§ **GOAL**
Quote the whole listing word for word. Do not include the pictures.

§ **DATA SHOWN**

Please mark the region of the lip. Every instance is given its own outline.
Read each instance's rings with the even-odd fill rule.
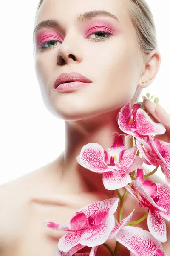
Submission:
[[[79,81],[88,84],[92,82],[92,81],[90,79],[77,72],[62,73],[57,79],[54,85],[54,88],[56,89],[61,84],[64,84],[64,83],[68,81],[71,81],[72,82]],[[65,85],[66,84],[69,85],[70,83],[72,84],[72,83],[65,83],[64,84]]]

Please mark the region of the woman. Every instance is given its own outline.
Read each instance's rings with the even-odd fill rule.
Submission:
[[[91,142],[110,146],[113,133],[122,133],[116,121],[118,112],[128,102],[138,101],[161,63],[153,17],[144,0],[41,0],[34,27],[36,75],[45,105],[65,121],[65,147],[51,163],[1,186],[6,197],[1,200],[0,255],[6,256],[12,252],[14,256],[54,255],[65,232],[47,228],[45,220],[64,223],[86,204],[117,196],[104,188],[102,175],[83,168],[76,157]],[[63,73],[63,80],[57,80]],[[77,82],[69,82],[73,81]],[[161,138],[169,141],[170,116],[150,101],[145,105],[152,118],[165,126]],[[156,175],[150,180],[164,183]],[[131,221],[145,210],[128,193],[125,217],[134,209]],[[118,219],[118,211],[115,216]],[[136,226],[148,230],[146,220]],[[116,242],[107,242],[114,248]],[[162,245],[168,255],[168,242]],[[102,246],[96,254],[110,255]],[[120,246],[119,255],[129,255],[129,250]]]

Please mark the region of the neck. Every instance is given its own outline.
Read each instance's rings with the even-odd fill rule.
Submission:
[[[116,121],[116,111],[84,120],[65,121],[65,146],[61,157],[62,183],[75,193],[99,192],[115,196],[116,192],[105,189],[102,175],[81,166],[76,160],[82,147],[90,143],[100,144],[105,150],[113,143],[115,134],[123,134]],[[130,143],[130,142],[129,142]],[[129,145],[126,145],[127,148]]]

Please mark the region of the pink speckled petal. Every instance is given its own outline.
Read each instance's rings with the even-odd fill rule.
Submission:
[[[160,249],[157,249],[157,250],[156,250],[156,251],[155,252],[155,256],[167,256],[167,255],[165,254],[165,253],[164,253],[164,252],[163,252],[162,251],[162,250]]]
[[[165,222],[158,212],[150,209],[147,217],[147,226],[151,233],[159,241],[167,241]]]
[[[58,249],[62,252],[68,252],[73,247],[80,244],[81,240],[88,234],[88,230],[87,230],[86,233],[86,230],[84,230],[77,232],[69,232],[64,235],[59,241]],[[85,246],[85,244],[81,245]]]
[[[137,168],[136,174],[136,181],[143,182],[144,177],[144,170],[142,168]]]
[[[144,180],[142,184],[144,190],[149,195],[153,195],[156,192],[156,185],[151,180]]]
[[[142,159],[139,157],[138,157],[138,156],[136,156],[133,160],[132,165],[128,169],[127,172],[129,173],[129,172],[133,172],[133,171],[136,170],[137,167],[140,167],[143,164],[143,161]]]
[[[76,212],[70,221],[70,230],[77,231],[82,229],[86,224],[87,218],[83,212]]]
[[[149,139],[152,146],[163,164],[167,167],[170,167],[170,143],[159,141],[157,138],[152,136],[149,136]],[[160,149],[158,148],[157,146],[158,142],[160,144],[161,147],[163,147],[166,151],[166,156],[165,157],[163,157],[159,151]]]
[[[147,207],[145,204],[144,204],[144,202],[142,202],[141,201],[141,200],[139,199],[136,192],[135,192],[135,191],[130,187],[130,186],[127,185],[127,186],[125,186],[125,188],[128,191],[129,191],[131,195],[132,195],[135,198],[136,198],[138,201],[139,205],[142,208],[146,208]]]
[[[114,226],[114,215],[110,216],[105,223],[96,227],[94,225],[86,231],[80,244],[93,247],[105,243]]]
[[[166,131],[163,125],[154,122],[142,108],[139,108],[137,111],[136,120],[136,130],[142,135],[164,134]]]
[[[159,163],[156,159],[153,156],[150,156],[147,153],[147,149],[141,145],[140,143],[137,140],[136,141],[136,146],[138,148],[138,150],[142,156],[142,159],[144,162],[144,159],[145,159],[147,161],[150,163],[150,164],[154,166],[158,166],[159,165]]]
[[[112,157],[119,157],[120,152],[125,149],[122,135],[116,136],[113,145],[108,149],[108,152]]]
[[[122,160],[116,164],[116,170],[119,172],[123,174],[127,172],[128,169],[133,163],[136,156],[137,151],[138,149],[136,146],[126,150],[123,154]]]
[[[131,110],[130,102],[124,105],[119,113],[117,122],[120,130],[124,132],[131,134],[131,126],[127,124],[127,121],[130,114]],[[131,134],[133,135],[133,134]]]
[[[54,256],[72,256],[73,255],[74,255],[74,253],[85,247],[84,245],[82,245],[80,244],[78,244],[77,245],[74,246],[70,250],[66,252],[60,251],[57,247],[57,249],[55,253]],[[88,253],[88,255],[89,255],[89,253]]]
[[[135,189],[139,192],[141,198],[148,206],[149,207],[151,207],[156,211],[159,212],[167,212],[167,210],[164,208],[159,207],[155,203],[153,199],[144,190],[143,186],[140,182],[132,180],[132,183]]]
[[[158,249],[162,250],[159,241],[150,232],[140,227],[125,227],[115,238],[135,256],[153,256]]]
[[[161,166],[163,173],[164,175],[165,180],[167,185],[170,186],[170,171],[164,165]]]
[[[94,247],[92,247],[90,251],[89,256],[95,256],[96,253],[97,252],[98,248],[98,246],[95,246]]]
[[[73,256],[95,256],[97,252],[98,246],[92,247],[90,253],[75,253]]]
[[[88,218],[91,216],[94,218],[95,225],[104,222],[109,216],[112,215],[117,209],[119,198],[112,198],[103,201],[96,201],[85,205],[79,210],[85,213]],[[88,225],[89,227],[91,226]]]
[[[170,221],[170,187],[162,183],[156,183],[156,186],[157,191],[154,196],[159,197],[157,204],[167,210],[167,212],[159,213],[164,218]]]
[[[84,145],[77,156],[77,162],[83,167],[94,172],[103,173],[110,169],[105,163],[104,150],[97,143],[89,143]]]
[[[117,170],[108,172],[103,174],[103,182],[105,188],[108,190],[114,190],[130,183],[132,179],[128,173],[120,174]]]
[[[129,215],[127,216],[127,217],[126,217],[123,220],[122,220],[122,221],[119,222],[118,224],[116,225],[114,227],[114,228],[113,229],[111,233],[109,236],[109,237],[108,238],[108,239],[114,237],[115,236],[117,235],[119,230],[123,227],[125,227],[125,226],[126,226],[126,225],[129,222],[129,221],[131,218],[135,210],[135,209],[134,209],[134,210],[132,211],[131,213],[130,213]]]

§ **CORRECT RESPONSE**
Please mark the region of the lip. Every instance is given its own outline.
Read each instance's rings with the even-odd fill rule.
Submission:
[[[79,81],[88,84],[92,82],[92,81],[90,79],[77,72],[62,73],[57,79],[54,85],[54,88],[56,89],[61,84],[64,84],[64,83],[68,81],[71,81],[72,82]],[[65,85],[66,84],[69,85],[70,83],[72,84],[72,83],[65,83],[64,84]]]

Please mark the region of the woman. Every instance is given its own outline.
Read each instance's rings with the even-odd fill rule.
Submission:
[[[91,142],[110,146],[113,133],[122,133],[116,121],[118,112],[128,102],[138,101],[161,63],[153,17],[144,0],[41,0],[34,27],[36,75],[45,105],[65,121],[65,147],[51,163],[1,186],[6,197],[1,200],[0,255],[6,256],[12,252],[14,256],[54,255],[65,232],[47,228],[45,220],[64,223],[86,204],[117,196],[104,188],[102,175],[83,168],[76,157]],[[63,73],[63,80],[57,80]],[[77,82],[69,82],[73,81]],[[161,138],[169,141],[170,116],[150,101],[145,105],[152,118],[165,126]],[[156,175],[150,180],[164,183]],[[131,221],[145,210],[128,193],[125,217],[134,209]],[[118,219],[118,211],[115,216]],[[136,226],[148,230],[146,220]],[[116,242],[107,242],[114,248]],[[162,245],[168,255],[168,242]],[[102,246],[96,254],[110,255]],[[120,246],[119,255],[129,255],[129,250]]]

Please mark the region of the neck. Every instance is given its own outline.
Read each instance's rings with the even-odd fill rule.
Submission:
[[[116,121],[116,111],[84,120],[65,121],[65,146],[61,157],[62,183],[75,193],[99,192],[115,196],[116,192],[105,189],[102,175],[81,166],[76,160],[82,147],[90,143],[100,144],[105,150],[113,143],[115,134],[123,134]],[[130,143],[130,142],[129,142]],[[129,145],[126,145],[127,148]]]

Please mark the region of the pink speckled petal. Every instance is given its own outline.
Read each instance's rings with the even-odd fill rule.
Submission:
[[[160,249],[157,249],[157,250],[156,250],[156,251],[155,252],[155,256],[167,256],[167,255],[165,254],[165,253],[164,253],[164,252],[163,252],[162,251],[162,250]]]
[[[165,222],[158,212],[150,209],[147,217],[147,226],[151,233],[159,241],[167,241]]]
[[[58,249],[62,252],[68,252],[73,247],[80,244],[81,240],[88,234],[88,230],[87,230],[86,233],[86,230],[84,230],[77,232],[69,232],[64,235],[59,241]],[[85,246],[85,244],[81,245]]]
[[[137,168],[136,174],[136,181],[143,182],[144,177],[144,170],[142,168]]]
[[[144,180],[142,184],[144,190],[149,195],[153,195],[156,192],[156,185],[151,180]]]
[[[142,159],[139,157],[138,157],[138,156],[136,156],[133,160],[132,165],[128,169],[127,172],[129,173],[129,172],[133,172],[133,171],[136,170],[137,167],[140,167],[143,164],[143,161]]]
[[[76,212],[70,221],[70,230],[77,231],[82,229],[86,224],[87,218],[83,212]]]
[[[149,139],[152,146],[163,164],[167,167],[170,167],[170,143],[159,141],[157,138],[152,136],[149,136]],[[160,149],[158,148],[157,146],[158,142],[160,144],[161,147],[163,147],[166,151],[166,156],[165,157],[163,157],[159,151]]]
[[[147,207],[145,204],[144,204],[144,202],[142,202],[141,201],[141,200],[139,199],[136,192],[135,192],[135,191],[130,187],[130,186],[127,185],[127,186],[125,186],[125,188],[128,191],[129,191],[131,195],[132,195],[135,198],[136,198],[138,201],[139,205],[142,208],[146,208]]]
[[[114,226],[114,215],[110,216],[105,223],[96,227],[94,225],[86,231],[80,244],[93,247],[105,243]]]
[[[166,131],[163,125],[154,122],[142,108],[139,108],[137,111],[136,120],[136,130],[142,135],[164,134]]]
[[[159,163],[156,159],[153,156],[150,156],[147,153],[147,149],[141,145],[140,143],[137,140],[136,141],[136,146],[138,148],[138,150],[142,156],[142,159],[144,162],[144,159],[145,159],[147,161],[150,163],[150,164],[154,166],[158,166],[159,165]]]
[[[112,157],[119,157],[120,152],[125,149],[122,135],[116,136],[113,145],[108,149],[108,152]]]
[[[122,160],[116,164],[116,170],[119,172],[123,174],[127,172],[128,169],[133,163],[136,156],[137,151],[138,149],[136,146],[126,150],[123,154]]]
[[[131,110],[130,102],[124,105],[119,113],[117,122],[120,130],[124,132],[131,134],[131,126],[127,124],[127,121],[130,114]],[[131,134],[133,135],[133,134]]]
[[[54,256],[72,256],[73,255],[74,255],[74,253],[85,247],[84,245],[82,245],[80,244],[78,244],[77,245],[74,246],[70,250],[66,252],[60,251],[57,247],[57,249],[55,253]],[[88,253],[88,255],[89,255],[89,253]]]
[[[135,189],[139,192],[141,198],[148,206],[149,207],[151,207],[156,211],[159,212],[167,212],[167,210],[164,208],[159,207],[155,203],[153,199],[144,190],[143,186],[140,182],[132,180],[132,183]]]
[[[158,249],[162,250],[159,241],[150,232],[140,227],[125,227],[115,238],[135,256],[153,256]]]
[[[161,166],[163,173],[164,175],[165,180],[167,185],[170,186],[170,171],[164,165]]]
[[[94,247],[92,247],[90,251],[89,256],[95,256],[96,253],[97,252],[98,248],[98,246],[95,246]]]
[[[73,256],[95,256],[97,252],[98,246],[92,247],[90,253],[75,253]]]
[[[88,218],[91,216],[94,218],[95,225],[104,222],[109,216],[112,215],[117,209],[119,198],[112,198],[103,201],[96,201],[85,205],[79,210],[85,213]],[[88,225],[89,227],[91,226]]]
[[[170,221],[170,187],[162,183],[156,183],[156,186],[157,191],[154,196],[159,197],[157,204],[167,210],[167,212],[159,213],[164,218]]]
[[[84,145],[77,156],[77,162],[83,167],[94,172],[103,173],[110,169],[105,163],[104,150],[97,143],[89,143]]]
[[[117,170],[108,172],[103,174],[103,182],[105,188],[108,190],[114,190],[130,183],[132,179],[128,173],[120,174]]]
[[[129,215],[127,216],[127,217],[126,217],[123,220],[122,220],[122,221],[119,222],[118,224],[116,225],[114,227],[114,228],[113,229],[111,233],[109,236],[109,237],[108,238],[108,239],[114,237],[115,236],[117,235],[119,230],[123,227],[125,227],[125,226],[126,226],[126,225],[129,222],[129,221],[131,218],[135,210],[135,209],[134,209],[134,210],[132,211],[131,213],[130,213]]]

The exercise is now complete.